## STATED TASK
Scale the data starting at the line containing "For each instance of the flower petal, place" and ending at the last line of the data, reproducing every line, requests included, with each point coordinate in the answers multiplied by 0.8 and rounded to a whole number, halves rounded up. Give only those lines.
^^^^^^^^^^^^^^^^
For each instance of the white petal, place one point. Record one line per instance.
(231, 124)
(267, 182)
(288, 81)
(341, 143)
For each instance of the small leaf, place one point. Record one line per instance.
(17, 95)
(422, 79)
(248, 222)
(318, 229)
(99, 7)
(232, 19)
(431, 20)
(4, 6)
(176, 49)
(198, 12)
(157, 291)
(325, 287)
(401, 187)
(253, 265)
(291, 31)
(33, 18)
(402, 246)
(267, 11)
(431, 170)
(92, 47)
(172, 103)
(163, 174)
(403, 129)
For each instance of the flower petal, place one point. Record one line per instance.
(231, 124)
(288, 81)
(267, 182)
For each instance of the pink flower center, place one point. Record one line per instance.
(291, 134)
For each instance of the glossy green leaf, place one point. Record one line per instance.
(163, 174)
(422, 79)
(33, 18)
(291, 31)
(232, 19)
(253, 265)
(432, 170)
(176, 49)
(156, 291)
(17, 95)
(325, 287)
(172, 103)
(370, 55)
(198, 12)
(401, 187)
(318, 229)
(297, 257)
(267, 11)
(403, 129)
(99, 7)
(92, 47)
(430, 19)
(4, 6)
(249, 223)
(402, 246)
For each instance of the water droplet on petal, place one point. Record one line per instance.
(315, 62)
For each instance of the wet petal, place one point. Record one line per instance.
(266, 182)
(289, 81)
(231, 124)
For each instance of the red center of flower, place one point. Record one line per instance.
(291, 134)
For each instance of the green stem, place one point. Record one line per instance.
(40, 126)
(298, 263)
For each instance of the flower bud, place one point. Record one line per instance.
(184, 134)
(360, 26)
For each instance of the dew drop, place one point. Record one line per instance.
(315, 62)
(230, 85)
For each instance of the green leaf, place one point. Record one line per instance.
^^^^^^^^^^^^^^^^
## FULL RESPONSE
For each instance of the flower petal, place one point. Record one line per instance.
(185, 99)
(230, 65)
(214, 146)
For each instance of the pink flower center, place one point. Record one line per instance.
(233, 107)
For each instance of the glossy green leaf, place one point. Record one line per instance.
(130, 139)
(338, 63)
(26, 14)
(233, 25)
(186, 15)
(202, 212)
(346, 136)
(141, 39)
(125, 233)
(14, 76)
(260, 230)
(138, 82)
(296, 44)
(158, 10)
(321, 150)
(254, 183)
(238, 206)
(214, 9)
(322, 103)
(79, 6)
(74, 38)
(344, 15)
(3, 5)
(199, 178)
(322, 197)
For each instance of the water droplet on petal, place one point. Record one line per instance.
(252, 50)
For each instance of the wet petal, place one point. Record one line per instance.
(213, 146)
(231, 65)
(185, 99)
For each instance of the red center of flower, place one point. Record one line per instance.
(233, 107)
For each instance of the green stem, place one point. Record one line per instance.
(32, 101)
(238, 210)
For each instance of the flower bud, place one point. Record one line per instance.
(147, 107)
(288, 21)
For each instance of the dew drop, place one point. Record one line per instance.
(252, 50)
(184, 68)
For each instance of the green leaf, place one point. Record one line per instance.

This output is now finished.